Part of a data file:
------------------------------------------------------------------------

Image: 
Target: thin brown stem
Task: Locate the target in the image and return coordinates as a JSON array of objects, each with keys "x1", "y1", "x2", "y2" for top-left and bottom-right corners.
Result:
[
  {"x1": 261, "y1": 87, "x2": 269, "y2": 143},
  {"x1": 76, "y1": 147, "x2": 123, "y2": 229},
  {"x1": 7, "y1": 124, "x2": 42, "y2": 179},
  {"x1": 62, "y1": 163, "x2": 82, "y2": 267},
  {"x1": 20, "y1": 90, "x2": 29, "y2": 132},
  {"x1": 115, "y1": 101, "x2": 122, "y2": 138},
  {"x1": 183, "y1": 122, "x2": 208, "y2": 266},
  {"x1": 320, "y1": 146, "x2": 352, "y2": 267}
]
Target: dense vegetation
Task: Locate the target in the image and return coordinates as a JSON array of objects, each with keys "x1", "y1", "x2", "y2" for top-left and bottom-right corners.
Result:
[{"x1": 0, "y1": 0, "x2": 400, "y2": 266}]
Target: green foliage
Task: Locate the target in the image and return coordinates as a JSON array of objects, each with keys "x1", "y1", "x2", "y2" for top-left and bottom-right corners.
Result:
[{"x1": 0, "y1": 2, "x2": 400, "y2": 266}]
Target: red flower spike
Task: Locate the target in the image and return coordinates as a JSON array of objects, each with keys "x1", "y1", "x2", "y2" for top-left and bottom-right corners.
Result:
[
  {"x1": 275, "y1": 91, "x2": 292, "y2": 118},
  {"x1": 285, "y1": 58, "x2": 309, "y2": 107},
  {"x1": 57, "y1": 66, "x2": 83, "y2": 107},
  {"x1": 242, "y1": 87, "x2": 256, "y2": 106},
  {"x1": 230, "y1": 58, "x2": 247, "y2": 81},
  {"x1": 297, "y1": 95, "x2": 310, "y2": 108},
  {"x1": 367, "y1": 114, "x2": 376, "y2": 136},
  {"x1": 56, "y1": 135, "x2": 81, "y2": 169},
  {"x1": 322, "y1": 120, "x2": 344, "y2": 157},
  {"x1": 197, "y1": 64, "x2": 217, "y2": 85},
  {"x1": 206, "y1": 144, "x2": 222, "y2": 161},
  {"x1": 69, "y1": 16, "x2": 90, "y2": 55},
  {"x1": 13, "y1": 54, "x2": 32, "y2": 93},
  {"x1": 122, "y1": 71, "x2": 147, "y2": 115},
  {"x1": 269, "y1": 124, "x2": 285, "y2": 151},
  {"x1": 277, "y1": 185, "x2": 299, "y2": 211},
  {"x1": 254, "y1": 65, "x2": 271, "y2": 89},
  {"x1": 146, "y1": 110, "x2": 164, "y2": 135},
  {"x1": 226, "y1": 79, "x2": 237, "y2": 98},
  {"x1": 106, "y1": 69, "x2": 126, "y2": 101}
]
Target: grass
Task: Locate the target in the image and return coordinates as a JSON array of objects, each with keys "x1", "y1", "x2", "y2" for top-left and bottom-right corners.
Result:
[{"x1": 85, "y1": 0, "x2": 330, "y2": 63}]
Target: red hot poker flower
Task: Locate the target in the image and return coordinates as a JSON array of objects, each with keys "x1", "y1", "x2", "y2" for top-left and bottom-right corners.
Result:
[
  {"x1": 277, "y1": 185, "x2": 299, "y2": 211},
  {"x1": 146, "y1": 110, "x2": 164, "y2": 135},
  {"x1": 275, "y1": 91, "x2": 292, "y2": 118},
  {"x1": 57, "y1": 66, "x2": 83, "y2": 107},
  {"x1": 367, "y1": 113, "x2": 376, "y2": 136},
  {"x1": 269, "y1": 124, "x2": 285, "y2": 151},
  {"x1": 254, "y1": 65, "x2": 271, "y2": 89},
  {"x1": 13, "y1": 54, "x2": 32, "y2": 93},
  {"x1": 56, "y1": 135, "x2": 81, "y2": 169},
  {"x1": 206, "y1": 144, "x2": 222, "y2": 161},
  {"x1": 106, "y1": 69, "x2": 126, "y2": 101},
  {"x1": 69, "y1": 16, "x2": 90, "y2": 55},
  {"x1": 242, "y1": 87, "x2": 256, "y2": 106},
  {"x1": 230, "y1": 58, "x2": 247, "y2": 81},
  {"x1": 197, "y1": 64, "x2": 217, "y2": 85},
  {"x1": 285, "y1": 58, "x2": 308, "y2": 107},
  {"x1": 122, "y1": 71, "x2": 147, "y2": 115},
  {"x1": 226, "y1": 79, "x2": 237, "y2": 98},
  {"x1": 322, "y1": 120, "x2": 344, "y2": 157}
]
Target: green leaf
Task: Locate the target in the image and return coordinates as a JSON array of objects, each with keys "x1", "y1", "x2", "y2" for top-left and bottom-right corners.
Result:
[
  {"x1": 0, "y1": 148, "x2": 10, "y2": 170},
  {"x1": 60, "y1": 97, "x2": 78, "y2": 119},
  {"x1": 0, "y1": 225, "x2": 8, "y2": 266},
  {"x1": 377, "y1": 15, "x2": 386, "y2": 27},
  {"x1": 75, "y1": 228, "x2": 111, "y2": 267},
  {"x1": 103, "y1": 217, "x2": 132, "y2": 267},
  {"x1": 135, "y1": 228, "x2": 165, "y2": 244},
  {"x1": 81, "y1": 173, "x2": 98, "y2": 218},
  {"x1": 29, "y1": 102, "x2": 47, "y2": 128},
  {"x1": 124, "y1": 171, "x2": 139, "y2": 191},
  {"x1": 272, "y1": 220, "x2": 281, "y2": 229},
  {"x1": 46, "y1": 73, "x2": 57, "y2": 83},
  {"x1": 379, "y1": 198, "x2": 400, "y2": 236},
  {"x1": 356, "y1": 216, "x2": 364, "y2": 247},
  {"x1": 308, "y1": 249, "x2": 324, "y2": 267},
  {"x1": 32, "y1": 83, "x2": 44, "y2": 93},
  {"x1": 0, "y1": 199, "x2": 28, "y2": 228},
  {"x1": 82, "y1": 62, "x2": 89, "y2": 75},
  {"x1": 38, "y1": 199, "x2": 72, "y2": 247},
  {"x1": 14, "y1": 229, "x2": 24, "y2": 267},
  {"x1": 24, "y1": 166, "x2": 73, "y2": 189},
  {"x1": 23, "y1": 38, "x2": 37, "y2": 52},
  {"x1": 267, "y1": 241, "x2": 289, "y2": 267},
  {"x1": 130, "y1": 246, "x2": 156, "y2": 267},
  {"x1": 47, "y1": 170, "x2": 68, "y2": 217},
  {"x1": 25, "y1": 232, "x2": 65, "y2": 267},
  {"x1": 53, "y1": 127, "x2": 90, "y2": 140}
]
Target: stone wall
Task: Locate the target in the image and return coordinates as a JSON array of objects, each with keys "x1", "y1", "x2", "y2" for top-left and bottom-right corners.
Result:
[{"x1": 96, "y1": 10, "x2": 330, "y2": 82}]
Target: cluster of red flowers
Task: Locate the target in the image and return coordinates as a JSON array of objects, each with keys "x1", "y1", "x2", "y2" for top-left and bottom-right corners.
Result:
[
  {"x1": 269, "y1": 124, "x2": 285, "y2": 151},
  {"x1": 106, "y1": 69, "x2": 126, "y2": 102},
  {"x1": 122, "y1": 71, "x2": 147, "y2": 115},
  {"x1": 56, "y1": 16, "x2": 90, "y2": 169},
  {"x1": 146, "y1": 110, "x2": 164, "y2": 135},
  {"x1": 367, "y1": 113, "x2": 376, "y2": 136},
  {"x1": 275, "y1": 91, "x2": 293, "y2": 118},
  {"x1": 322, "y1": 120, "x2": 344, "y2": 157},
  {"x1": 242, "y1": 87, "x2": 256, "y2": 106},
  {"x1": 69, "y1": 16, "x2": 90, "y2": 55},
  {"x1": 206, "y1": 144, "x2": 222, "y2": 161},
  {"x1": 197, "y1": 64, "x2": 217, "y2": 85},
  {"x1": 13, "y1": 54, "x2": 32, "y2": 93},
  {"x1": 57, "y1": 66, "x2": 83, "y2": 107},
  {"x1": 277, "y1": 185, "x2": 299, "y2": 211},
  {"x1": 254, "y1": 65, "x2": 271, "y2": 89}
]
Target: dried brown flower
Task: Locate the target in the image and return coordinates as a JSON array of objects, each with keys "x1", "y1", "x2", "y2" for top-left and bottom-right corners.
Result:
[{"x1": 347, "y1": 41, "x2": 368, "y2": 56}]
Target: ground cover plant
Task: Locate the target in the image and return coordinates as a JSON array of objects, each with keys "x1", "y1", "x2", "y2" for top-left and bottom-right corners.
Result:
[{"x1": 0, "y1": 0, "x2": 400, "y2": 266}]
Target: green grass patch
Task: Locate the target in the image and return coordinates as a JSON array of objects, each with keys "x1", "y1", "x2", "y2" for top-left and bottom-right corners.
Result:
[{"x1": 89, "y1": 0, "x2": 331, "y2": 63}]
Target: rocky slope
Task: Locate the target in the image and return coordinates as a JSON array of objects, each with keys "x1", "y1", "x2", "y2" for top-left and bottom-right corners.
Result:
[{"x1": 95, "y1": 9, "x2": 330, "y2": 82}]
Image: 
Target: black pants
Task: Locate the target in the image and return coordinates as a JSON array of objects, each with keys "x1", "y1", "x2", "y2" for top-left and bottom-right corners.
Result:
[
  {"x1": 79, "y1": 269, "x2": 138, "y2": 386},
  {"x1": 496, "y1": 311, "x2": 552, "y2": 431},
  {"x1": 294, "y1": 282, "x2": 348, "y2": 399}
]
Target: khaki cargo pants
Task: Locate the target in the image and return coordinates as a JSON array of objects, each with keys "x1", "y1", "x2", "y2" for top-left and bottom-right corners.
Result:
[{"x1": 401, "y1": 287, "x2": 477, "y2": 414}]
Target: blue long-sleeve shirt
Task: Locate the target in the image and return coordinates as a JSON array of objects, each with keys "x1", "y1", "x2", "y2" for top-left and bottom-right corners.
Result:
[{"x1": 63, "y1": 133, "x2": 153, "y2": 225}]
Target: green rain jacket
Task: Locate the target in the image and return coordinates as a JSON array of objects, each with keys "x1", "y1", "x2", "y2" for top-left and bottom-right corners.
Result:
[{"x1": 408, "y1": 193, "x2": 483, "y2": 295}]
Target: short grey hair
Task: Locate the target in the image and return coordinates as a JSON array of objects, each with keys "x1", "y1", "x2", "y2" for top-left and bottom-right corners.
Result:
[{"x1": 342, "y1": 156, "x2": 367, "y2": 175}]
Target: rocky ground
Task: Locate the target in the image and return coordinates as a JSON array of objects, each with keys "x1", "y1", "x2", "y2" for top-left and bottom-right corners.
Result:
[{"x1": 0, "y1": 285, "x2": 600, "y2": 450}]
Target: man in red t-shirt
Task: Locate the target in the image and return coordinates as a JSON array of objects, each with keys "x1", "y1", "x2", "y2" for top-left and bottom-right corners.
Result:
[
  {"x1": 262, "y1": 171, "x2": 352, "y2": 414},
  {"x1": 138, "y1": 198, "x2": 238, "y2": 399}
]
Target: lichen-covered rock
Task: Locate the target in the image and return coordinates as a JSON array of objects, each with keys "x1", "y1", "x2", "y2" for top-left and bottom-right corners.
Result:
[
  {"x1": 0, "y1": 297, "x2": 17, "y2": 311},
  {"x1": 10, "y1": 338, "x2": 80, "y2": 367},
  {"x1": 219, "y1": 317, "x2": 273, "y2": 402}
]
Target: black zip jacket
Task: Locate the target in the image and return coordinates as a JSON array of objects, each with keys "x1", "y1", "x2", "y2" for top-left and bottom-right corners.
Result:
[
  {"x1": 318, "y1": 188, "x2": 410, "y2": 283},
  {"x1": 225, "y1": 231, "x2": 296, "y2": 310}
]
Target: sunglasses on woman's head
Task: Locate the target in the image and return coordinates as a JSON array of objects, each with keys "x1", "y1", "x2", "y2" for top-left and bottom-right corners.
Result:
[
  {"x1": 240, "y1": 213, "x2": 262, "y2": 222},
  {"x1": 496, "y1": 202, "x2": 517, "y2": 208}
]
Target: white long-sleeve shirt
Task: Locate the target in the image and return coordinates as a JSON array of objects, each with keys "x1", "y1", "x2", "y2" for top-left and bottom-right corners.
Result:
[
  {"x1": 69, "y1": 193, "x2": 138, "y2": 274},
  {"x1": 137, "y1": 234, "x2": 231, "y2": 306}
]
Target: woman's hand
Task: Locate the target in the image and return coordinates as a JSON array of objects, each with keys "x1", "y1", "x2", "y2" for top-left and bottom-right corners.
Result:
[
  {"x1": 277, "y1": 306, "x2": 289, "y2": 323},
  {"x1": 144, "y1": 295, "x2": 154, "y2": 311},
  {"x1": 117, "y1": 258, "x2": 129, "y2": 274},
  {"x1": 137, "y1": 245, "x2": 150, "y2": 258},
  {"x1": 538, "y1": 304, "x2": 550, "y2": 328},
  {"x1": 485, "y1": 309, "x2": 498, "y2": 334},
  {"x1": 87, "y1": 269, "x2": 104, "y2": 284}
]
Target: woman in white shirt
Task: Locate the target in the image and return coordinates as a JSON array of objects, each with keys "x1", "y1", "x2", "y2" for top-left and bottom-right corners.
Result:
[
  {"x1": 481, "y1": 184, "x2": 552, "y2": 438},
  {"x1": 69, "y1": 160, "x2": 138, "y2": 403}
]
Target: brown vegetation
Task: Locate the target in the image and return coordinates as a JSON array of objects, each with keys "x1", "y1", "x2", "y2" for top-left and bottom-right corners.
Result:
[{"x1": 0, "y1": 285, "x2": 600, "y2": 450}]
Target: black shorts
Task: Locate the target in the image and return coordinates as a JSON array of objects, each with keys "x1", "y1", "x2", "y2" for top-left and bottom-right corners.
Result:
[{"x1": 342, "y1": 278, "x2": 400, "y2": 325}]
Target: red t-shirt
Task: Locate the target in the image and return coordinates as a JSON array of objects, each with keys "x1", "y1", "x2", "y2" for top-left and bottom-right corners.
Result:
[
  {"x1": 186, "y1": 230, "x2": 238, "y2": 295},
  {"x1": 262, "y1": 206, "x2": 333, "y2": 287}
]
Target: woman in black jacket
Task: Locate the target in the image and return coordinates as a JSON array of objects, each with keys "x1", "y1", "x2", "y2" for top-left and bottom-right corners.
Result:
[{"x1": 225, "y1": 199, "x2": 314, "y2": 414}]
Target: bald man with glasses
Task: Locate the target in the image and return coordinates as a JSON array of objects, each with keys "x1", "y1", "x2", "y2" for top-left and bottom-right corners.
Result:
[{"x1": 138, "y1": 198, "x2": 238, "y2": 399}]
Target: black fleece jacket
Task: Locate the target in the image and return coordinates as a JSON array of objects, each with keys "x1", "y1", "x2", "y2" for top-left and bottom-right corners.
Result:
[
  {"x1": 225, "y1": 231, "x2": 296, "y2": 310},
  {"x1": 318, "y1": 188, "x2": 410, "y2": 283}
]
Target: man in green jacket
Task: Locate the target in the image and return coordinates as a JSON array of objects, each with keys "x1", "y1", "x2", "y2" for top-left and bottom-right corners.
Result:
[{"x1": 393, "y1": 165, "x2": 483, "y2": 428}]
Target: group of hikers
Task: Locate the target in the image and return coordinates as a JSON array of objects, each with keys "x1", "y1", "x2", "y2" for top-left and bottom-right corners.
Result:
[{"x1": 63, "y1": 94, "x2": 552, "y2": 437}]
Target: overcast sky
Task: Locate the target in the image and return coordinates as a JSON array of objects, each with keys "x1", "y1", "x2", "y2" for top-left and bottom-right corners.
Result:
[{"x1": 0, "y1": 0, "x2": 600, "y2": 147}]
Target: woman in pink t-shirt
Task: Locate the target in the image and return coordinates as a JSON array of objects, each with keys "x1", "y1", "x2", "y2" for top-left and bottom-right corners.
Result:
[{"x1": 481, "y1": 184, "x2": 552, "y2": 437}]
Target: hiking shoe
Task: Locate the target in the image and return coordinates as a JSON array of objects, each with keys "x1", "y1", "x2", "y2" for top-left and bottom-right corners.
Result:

------------------------------------------------------------------------

● **Direction**
Copy out every line from the one containing "Target: bald man with glasses" through the end of the records, leaving all text unchanged. In the results, multiply each coordinate value by 1.45 and round it to a whole number, rounding halves up.

● **Task output**
Target: bald man with glasses
Task: Locate the target in the image and return coordinates as a JSON array of objects, each with keys "x1", "y1", "x2", "y2" for top-left and bottom-right corners.
Result:
[{"x1": 200, "y1": 287, "x2": 345, "y2": 579}]
Target: black fleece jacket
Task: Locate the target in the image and return coordinates as a JSON array of objects, each with keys "x1", "y1", "x2", "y2" for top-left and bottom-right corners.
Result:
[
  {"x1": 326, "y1": 335, "x2": 429, "y2": 450},
  {"x1": 461, "y1": 273, "x2": 595, "y2": 410}
]
Target: man in green jacket
Task: Locate the target in the image and return coordinates as a JSON array of objects, each with keys "x1", "y1", "x2", "y2" for top-left and bottom-right corners.
Result:
[{"x1": 570, "y1": 239, "x2": 700, "y2": 621}]
Target: group of hikers
Task: Locate the target in the image and return coordinates as a JSON array of objects, each with keys "x1", "y1", "x2", "y2" for top-left and bottom-right corners.
Result:
[{"x1": 91, "y1": 136, "x2": 800, "y2": 634}]
Target: overcast sky
Task: Locate the target in the image and return coordinates as a JSON array of objects, each with keys "x1", "y1", "x2", "y2" for top-left and bottom-right corners.
Result:
[{"x1": 0, "y1": 0, "x2": 870, "y2": 213}]
Target: woman in pink t-shirt
Task: Locate the target in the image and return coordinates as a JSON array of objects, each with keys "x1", "y1", "x2", "y2" for top-left and bottom-right corners.
Result:
[{"x1": 697, "y1": 267, "x2": 800, "y2": 634}]
Target: hiking shoe
Task: Locate the target in the image and return coordinates as a JSON array of objects, each with keys "x1", "y1", "x2", "y2" for top-left and bottom-right corners.
Result:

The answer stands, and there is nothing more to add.